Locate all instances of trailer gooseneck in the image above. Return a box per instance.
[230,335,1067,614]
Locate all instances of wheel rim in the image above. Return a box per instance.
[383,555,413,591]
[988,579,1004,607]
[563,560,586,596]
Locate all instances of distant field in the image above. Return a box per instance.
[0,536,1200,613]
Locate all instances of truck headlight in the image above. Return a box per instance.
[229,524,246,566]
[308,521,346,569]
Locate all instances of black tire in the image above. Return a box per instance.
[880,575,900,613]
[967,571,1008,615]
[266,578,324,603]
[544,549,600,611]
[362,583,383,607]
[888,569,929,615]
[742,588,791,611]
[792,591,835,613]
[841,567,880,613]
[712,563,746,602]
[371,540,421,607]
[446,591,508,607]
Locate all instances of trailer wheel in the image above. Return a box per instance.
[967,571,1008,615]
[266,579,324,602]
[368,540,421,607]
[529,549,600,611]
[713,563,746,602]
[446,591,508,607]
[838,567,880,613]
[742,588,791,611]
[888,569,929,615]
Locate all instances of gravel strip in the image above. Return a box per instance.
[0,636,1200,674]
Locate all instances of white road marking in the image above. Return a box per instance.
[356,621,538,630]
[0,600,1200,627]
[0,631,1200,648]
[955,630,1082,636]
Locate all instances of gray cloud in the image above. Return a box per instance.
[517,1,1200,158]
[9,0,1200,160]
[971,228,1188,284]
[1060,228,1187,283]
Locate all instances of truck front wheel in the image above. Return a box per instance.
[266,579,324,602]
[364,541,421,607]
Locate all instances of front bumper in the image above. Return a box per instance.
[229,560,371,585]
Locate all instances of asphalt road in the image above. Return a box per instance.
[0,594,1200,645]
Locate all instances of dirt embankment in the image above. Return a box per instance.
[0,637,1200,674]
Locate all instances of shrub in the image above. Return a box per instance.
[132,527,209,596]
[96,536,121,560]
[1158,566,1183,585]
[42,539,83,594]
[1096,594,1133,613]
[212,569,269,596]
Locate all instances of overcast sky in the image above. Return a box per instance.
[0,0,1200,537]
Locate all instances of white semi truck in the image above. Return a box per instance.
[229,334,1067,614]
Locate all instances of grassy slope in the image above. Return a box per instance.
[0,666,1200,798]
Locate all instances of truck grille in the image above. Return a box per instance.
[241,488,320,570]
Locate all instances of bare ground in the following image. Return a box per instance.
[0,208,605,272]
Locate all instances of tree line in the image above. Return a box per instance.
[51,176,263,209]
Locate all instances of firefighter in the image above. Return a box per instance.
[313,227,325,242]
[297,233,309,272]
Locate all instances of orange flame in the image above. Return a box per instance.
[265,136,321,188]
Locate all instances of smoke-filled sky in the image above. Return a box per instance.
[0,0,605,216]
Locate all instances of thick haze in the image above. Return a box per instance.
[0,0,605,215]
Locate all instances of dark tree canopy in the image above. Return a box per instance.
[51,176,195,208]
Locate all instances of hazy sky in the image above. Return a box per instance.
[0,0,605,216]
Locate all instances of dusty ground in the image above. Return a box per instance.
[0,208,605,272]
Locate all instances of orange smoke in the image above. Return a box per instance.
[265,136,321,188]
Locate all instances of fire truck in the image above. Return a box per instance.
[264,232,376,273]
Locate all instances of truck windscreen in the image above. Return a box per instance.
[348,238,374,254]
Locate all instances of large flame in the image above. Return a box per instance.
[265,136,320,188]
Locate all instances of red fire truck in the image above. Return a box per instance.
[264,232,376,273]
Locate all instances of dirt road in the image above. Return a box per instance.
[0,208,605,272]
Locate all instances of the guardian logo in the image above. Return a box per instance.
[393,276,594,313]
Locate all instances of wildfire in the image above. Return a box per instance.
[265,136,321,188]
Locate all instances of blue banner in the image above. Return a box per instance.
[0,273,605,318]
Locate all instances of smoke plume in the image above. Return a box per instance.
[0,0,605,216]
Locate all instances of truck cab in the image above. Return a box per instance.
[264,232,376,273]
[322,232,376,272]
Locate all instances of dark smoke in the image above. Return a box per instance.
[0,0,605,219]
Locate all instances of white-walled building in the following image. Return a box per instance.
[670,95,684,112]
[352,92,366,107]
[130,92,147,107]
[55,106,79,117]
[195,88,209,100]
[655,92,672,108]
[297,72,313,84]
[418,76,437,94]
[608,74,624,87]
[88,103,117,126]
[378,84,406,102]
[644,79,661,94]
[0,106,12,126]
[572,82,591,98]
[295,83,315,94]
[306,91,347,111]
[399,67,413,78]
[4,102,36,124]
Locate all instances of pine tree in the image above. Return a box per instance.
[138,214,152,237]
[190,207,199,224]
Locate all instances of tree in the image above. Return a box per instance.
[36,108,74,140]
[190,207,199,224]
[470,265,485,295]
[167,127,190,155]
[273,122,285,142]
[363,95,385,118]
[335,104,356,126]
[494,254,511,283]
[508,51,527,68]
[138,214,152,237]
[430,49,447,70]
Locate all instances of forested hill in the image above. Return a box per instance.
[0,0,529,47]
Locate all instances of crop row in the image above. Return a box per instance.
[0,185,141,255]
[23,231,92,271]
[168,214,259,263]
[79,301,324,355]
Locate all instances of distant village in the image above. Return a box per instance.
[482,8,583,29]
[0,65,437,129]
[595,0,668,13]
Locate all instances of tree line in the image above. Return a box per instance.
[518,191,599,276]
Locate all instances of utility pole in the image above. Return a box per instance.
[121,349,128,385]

━━━━━━

## INSTRUCTION
Copy out each line above, character for character.

## FULL RESPONSE
Locate all instances of trailer gooseneck in the image above. Return a box per instance.
[230,335,1067,614]
Locate all instances of wheel rim in the image above. Return a box per instance.
[383,555,413,591]
[988,579,1004,607]
[563,560,586,596]
Locate all instances of distant field in the image above. Return a box per instance.
[0,536,1200,613]
Locate all instances of truck headlight in the image above. Return a box per instance.
[229,524,246,566]
[308,521,346,569]
Locate all instances of black tire in the image above. Return a box per instance.
[880,575,900,613]
[967,571,1008,615]
[266,578,324,603]
[544,549,600,611]
[362,583,383,607]
[888,569,929,615]
[742,588,791,611]
[792,591,835,613]
[841,567,880,613]
[712,563,746,602]
[371,540,421,607]
[446,591,508,607]
Locate all instances of trailer wheel in the image above. Return a box per instance.
[967,571,1008,615]
[266,579,324,602]
[368,540,421,607]
[529,549,600,611]
[713,563,746,602]
[446,591,508,607]
[838,567,880,613]
[742,588,791,611]
[888,569,929,615]
Locate all instances of gravel strip in the image above. Return a box per instance.
[0,636,1200,674]
Locate all instances of white road marking in the image above. Return a box per instance.
[356,621,538,630]
[0,600,1200,627]
[0,631,1200,648]
[955,630,1082,636]
Locate all instances of gray cloud in the image above. Return a box per instance.
[517,1,1200,158]
[9,0,1200,160]
[971,228,1188,284]
[1060,228,1187,283]
Locate all instances of truck front wheel in the image above. Return a box per instance.
[266,579,324,602]
[364,541,421,607]
Locate all instances of front bumper in the image above. Return a box per instance.
[229,560,371,585]
Locate all instances of asphalt road in the image above. Return a box per instance.
[0,594,1200,645]
Locate all instances of dirt embankment in the image above. Return a box per instance.
[0,637,1200,674]
Locate all instances of shrub in the image above. Return a box per instance.
[132,527,209,596]
[96,536,121,560]
[1158,566,1183,585]
[42,539,83,594]
[1096,594,1133,613]
[212,569,269,596]
Locate all instances of overcast sky in the image above. Return a box per instance.
[0,0,1200,537]
Locate all instances of white semi truck in the image above. Return a box per instance.
[229,334,1067,614]
Locate all instances of grassy slope in the image above. Return a box per instance.
[0,666,1200,798]
Locate all instances of truck grille in the image above. Return a box per instance.
[241,488,320,570]
Locate all instances of bare ground in the following image. Return a box per instance.
[0,208,605,272]
Locate all instances of tree line in the image above. Return a box per instance.
[51,176,263,209]
Locate all instances of firefighter in the image above. Return a box per instance.
[313,227,325,242]
[297,233,309,272]
Locate all instances of orange flame in the image above. Return a box per instance.
[265,136,321,188]
Locate all instances of smoke-filled sky in the image above. Return a box per instance.
[0,0,605,216]
Locate all instances of thick haze in the image above. Return a box per instance.
[0,0,605,215]
Locate all instances of dark tree canopy in the image above. Return a box per instance.
[51,176,195,208]
Locate all instances of hazy sky in the image above. Return a box per instance.
[0,0,605,216]
Locate all instances of dusty ground in the image above. Return a box per instance.
[0,208,605,272]
Locate all instances of orange smoke in the image above. Return a box per instance.
[265,136,321,188]
Locate all instances of fire truck in the image above. Return a box per instance.
[264,232,376,273]
Locate all instances of truck windscreen in the image above. Return a box per instance.
[348,238,374,254]
Locate all instances of large flame in the image above. Return a box per instance.
[265,136,320,188]
Locate all instances of red fire truck in the image above. Return a box per instance.
[264,232,376,273]
Locate all instances of dirt road in the image above. Return a box per instance.
[0,208,605,272]
Locate all instances of the guardian logo in the image above. Return a box per instance.
[393,276,594,313]
Locate all instances of wildfire in the image above. Return a box per instance.
[265,136,321,188]
Locate all instances of blue banner in the image above. Return a box per instance.
[0,273,605,318]
Locate all instances of smoke plume in the image above. Return a box per instance.
[0,0,605,216]
Locate all instances of truck cab in the image above. Return a box per instance.
[264,232,376,273]
[322,232,376,272]
Locate all instances of dark smoke in the image above. Return a box per instance.
[0,0,605,219]
Locate all instances of white-walled building in the following image. Return a box per instance.
[670,95,684,112]
[352,92,366,107]
[130,92,147,107]
[55,106,79,117]
[195,88,209,100]
[655,92,672,108]
[297,72,313,84]
[418,76,437,94]
[608,74,624,87]
[88,103,117,126]
[378,84,406,102]
[644,79,661,94]
[0,106,12,126]
[572,82,591,98]
[295,83,315,94]
[306,91,347,111]
[399,67,413,78]
[4,102,36,124]
Locate all instances of pine tree in the image above. Return a box per instance.
[138,214,152,237]
[190,207,199,224]
Locate all instances of tree in the image above. Return a box per instance.
[36,108,74,140]
[190,207,199,224]
[470,265,485,295]
[167,127,190,155]
[273,122,285,142]
[363,95,385,118]
[335,104,356,126]
[494,254,511,283]
[508,51,527,68]
[138,214,152,237]
[430,49,447,70]
Locate all instances of forested hill in the image above. Return a box per instance.
[0,0,529,47]
Locate all instances of crop row in the image above. Return a box per instance.
[0,185,141,255]
[23,231,92,271]
[168,214,259,263]
[79,301,324,355]
Locate all instances of distant village in the image above. Return a box per instance.
[482,8,583,29]
[0,65,437,129]
[595,0,668,13]
Locate all instances of tree line in the image above. Return a box per instance.
[518,191,599,276]
Locate all instances of utility pole in the image above. Return a box per instance.
[121,349,128,385]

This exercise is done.